Required work =>
In the rows below, swap "outline" for "contour" everywhere it appears, and write the rows out again with nothing else changed.

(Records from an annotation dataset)
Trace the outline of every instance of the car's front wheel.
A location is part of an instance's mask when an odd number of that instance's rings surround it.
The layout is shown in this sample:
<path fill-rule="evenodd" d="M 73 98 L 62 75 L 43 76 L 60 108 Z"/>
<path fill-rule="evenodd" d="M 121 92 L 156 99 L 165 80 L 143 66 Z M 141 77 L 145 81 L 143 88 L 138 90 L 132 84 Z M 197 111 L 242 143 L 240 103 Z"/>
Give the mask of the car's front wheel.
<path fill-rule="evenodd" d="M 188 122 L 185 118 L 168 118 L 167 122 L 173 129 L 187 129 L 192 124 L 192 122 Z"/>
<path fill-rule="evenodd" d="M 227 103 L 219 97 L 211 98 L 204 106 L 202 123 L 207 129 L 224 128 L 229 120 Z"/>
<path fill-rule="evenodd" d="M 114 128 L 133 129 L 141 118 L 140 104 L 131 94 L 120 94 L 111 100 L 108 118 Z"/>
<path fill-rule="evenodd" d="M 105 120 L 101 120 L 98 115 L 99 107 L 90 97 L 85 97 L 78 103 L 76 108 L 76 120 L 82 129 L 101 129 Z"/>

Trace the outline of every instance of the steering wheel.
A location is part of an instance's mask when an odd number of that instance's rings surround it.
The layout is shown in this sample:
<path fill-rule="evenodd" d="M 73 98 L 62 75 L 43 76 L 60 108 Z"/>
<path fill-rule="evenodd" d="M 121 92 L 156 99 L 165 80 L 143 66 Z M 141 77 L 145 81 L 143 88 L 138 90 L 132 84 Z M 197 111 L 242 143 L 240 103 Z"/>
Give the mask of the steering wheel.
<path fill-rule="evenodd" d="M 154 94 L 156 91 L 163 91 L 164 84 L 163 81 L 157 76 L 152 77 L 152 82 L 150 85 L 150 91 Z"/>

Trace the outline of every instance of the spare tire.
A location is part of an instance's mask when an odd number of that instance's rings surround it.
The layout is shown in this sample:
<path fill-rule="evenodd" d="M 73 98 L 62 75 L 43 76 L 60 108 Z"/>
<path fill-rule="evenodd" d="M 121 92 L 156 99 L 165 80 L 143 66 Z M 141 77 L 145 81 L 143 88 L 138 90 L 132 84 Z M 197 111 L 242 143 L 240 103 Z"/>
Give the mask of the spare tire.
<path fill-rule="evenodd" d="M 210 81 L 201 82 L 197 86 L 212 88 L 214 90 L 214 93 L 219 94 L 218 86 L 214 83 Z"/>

Task answer =>
Trace the contour of every instance of the car's front wheel.
A location is part of an instance's mask when an odd number of that instance's rings surround it.
The layout is shown in this sample:
<path fill-rule="evenodd" d="M 73 98 L 62 75 L 43 76 L 60 108 Z"/>
<path fill-rule="evenodd" d="M 121 92 L 156 99 L 165 80 L 143 66 Z M 141 77 L 145 81 L 143 88 L 138 90 L 132 84 Z M 197 111 L 242 143 L 240 103 Z"/>
Give the mask of the car's front wheel.
<path fill-rule="evenodd" d="M 188 122 L 185 118 L 168 118 L 167 122 L 173 129 L 187 129 L 192 124 L 192 122 Z"/>
<path fill-rule="evenodd" d="M 227 103 L 219 97 L 211 98 L 204 106 L 202 123 L 207 129 L 224 128 L 229 120 Z"/>
<path fill-rule="evenodd" d="M 114 128 L 133 129 L 141 118 L 140 104 L 131 94 L 120 94 L 111 100 L 108 118 Z"/>
<path fill-rule="evenodd" d="M 105 120 L 101 120 L 98 115 L 99 107 L 90 97 L 85 97 L 78 103 L 76 108 L 76 120 L 82 129 L 101 129 Z"/>

Trace the contour of every instance of the steering wheel.
A location is part of an instance's mask when an odd number of that instance's rings surround it.
The layout is shown in this sample:
<path fill-rule="evenodd" d="M 73 98 L 62 75 L 43 76 L 60 108 Z"/>
<path fill-rule="evenodd" d="M 121 92 L 156 99 L 165 80 L 143 66 Z M 141 77 L 145 81 L 143 88 L 138 90 L 132 84 Z M 197 111 L 242 143 L 240 103 Z"/>
Give the mask of the steering wheel.
<path fill-rule="evenodd" d="M 154 94 L 156 91 L 163 91 L 164 84 L 163 81 L 157 76 L 152 77 L 152 82 L 150 85 L 150 91 Z"/>

Trace the contour of every instance of the spare tire.
A location is part of an instance's mask when an odd number of that instance's rings surround it.
The layout is shown in this sample:
<path fill-rule="evenodd" d="M 73 98 L 62 75 L 43 76 L 60 108 Z"/>
<path fill-rule="evenodd" d="M 121 92 L 156 99 L 165 80 L 143 66 Z M 141 77 L 145 81 L 143 88 L 138 90 L 132 84 Z M 197 111 L 242 143 L 240 103 Z"/>
Give the mask of the spare tire.
<path fill-rule="evenodd" d="M 210 81 L 201 82 L 197 86 L 212 88 L 214 90 L 214 93 L 219 94 L 218 86 L 214 83 Z"/>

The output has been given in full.